Ma volendo lasciare da parte per un attimo quella razionalità scientifica a cui dobbiamo affidarci in questi momenti non potremmo forse dire che nulla avviene per caso e che dunque questo estremo difficile passaggio avrebbe qualcosa da insegnarci? Se come ormai 75 anni fa ci trovassimo in una congiuntura storica nella quale solo un profondo shock possa risvegliarci da un torpore che per troppo tempo ci ha assuefatti? Se proprio nel momento in cui stanno venendo a mancare le ultime voci della resistenza partigiana una nuova generazione fosse stata richiamata da un virus a riflettere su quei valori fondanti della nostra carta costituzionale come il diritto alla salute, alla liberta di movimento, ad un’informazione corretta e trasparente. Se fosse stata obbligata a mettere a frutto tutto i proprio ingegno per trovare ad esempio soluzioni alla lotta all’inquinamento globale garantendo la salvezza del Pianeta e in conseguenza anche quella del genere umano.

Allora forse tutto questo potrebbe assumere il significato di un avvertimento per cambiare passo domani quando ripartiremo, caso mai avessimo sbagliato la rotta, meglio gettare via l’irrilevante, le imprese e i progetti mal concepiti o dannosi, e occuparci seriamente delle cose necessarie, la scuola, il lavoro, la giustizia, la sanità, la cultura che avevamo lasciato a metà, quando tutto è scoppiato. Sarebbe ingenuo pensare che questo non sia ottenuto a caro prezzo: le migliaia di morti, il rischio di una recessione economica, di nuove sacche di povertà, le stesse che proprio i nostri nonni si ritrovarono ad affrontare una volta finita la guerra.

Ma se c’è una cosa che era loro da sprone nonostante tutto era il sapore di quella ritrovata libertà che oggi non può che andare di pari passo con l’uguaglianza. Un bisogno enorme di uguaglianza è emerso chiaramente. È sotto i nostri occhi. Perché si può vivere questo isolamento in maniera indolore, oppure in maniera infernale. La differenza non la fa solo la psicologia. La fa la condizione sociale. Se ho una villa con giardino in fondo me la cavo, ma se sto con l’intera famiglia in un piccolo appartamento della periferia urbana, allora rischio di soffrire e tanto. Come ha saggiamente osservato recentemente la filosofa Roberta De Monticelli “La storia sembra insegnarci che ogni grande crisi suscita nell’umanità imprevisti risvegli. Il regno dei fini però non nasce a comando, schematicamente, in maniera automatica. Nelle stagioni felici dell’uomo, accade che la stella della vocazione si accenda in molte persone contemporaneamente. Così una stella, più un’altra stella, più un’altra ancora, e ancora un’altra, possono formare una grandiosa costellazione. Di cui ciascuno non vede che la propria piccola luce. Ma che, tutte insieme, illuminano la strada che porta l’umanità altrove”.

* _Dettagli esercizio_:
Riporta la parte del brano sulla crisi che si apre con le parole "Allora forse tutto" e si chiude con "finita la guerra.", sostituendo "la scuola" con "l'istruzione".

* _Materiale fornito_:
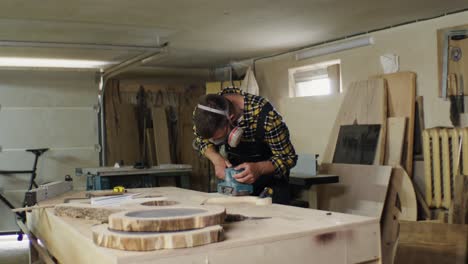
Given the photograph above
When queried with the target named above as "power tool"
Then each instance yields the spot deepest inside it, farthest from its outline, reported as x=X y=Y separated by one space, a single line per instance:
x=230 y=186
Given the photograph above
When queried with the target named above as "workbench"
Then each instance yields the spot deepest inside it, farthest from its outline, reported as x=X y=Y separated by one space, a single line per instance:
x=291 y=235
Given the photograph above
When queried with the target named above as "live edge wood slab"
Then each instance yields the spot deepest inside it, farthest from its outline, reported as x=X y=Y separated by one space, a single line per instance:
x=290 y=235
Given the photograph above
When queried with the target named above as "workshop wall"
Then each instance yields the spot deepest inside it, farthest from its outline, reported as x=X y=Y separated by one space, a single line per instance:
x=178 y=96
x=310 y=119
x=45 y=109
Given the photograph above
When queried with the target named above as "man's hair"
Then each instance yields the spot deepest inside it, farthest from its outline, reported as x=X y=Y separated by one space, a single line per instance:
x=206 y=122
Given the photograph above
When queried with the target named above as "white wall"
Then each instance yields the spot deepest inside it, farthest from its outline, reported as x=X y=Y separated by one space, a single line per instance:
x=46 y=109
x=310 y=119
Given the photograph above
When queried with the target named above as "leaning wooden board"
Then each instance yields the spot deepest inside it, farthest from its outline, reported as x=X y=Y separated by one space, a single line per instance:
x=362 y=189
x=161 y=135
x=365 y=102
x=395 y=140
x=304 y=234
x=401 y=91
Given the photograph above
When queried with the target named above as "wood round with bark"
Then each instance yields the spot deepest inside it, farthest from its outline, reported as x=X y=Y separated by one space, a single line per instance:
x=169 y=218
x=146 y=241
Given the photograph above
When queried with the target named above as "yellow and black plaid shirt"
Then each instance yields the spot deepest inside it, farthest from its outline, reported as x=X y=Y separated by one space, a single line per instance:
x=276 y=132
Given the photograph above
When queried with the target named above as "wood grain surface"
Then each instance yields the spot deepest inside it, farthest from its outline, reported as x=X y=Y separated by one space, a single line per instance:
x=168 y=218
x=146 y=241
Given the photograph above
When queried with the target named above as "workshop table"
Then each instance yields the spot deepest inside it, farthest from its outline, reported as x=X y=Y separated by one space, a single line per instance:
x=291 y=235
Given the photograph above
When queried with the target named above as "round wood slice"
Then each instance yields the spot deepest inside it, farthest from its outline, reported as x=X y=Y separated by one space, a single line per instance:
x=250 y=200
x=145 y=241
x=101 y=213
x=168 y=218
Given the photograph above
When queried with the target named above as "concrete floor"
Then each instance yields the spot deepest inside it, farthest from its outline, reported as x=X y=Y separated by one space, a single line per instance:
x=13 y=251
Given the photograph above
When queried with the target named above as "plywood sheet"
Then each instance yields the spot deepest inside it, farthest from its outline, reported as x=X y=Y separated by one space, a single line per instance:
x=406 y=194
x=365 y=102
x=401 y=89
x=362 y=189
x=161 y=135
x=395 y=138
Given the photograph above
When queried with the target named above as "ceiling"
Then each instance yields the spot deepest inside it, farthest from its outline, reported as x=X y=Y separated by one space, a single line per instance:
x=201 y=33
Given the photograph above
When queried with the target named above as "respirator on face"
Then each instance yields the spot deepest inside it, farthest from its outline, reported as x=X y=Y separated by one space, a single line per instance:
x=233 y=137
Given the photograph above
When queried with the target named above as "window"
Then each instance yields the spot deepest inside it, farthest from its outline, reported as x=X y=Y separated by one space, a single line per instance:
x=315 y=80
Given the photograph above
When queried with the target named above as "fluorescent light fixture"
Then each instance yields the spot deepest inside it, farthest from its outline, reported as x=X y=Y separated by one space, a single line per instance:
x=335 y=47
x=52 y=63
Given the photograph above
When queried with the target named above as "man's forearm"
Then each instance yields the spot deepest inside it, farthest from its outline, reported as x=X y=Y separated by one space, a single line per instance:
x=213 y=155
x=266 y=167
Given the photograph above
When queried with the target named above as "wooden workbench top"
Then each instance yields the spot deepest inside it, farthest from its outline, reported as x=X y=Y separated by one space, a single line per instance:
x=304 y=231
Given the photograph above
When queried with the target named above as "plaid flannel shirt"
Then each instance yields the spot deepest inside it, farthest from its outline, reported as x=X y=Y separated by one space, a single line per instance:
x=276 y=132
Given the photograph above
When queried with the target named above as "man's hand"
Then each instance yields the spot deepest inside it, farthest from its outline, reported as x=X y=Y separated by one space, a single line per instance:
x=251 y=172
x=218 y=161
x=220 y=165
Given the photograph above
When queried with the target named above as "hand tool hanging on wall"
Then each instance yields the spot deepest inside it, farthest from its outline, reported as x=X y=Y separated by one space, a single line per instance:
x=142 y=118
x=456 y=99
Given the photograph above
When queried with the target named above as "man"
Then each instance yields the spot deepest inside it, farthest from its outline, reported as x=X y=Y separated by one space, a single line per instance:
x=253 y=138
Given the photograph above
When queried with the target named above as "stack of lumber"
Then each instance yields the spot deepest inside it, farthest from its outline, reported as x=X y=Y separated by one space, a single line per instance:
x=383 y=189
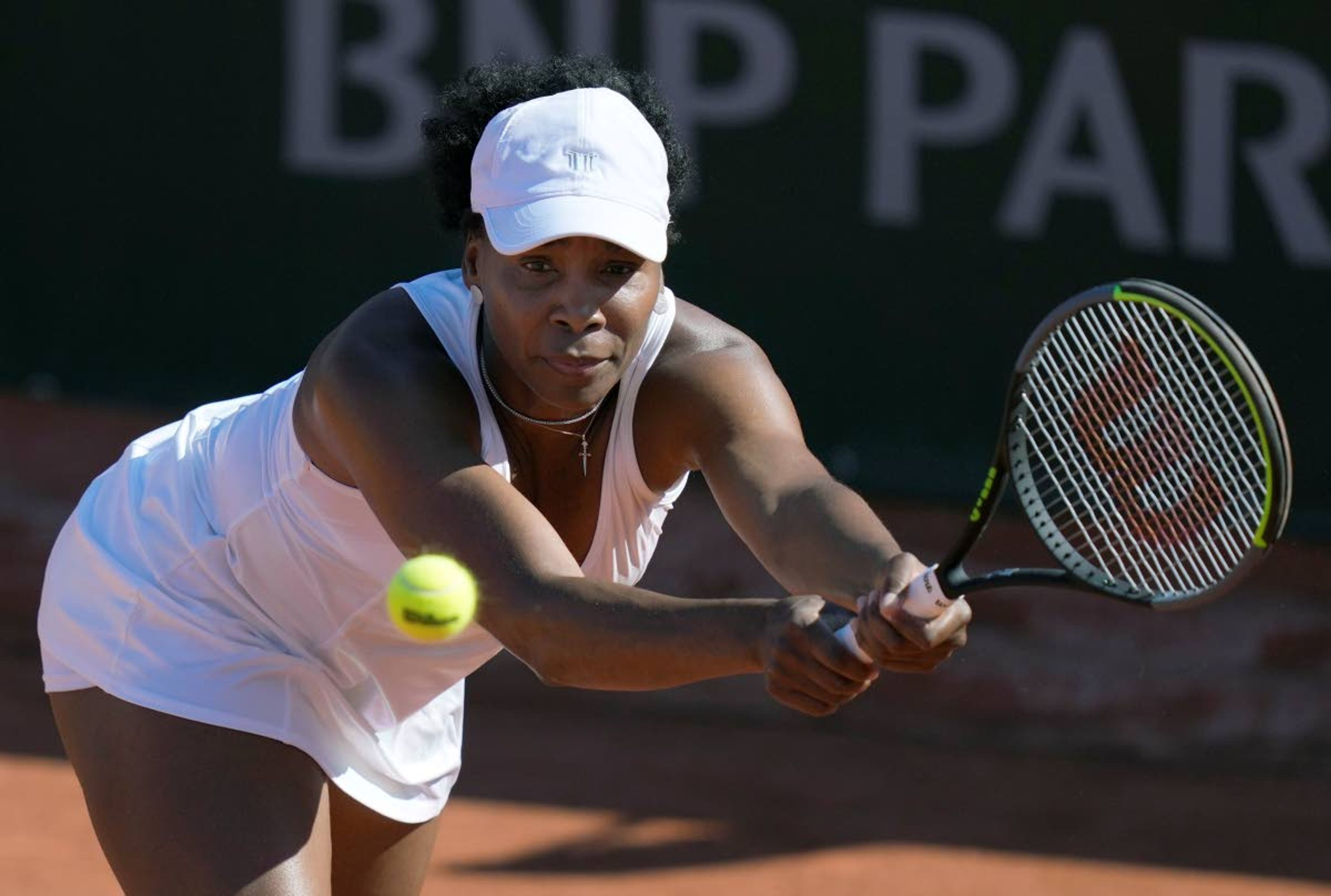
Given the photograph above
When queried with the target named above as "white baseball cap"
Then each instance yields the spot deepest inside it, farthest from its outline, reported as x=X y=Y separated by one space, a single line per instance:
x=580 y=163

* _Spazio risposta_:
Allora forse tutto questo potrebbe assumere il significato di un avvertimento per cambiare passo domani quando ripartiremo, caso mai avessimo sbagliato la rotta, meglio gettare via l’irrilevante, le imprese e i progetti mal concepiti o dannosi, e occuparci seriamente delle cose necessarie, l'istruzione, il lavoro, la giustizia, la sanità, la cultura che avevamo lasciato a metà, quando tutto è scoppiato. Sarebbe ingenuo pensare che questo non sia ottenuto a caro prezzo: le migliaia di morti, il rischio di una recessione economica, di nuove sacche di povertà, le stesse che proprio i nostri nonni si ritrovarono ad affrontare una volta finita la guerra.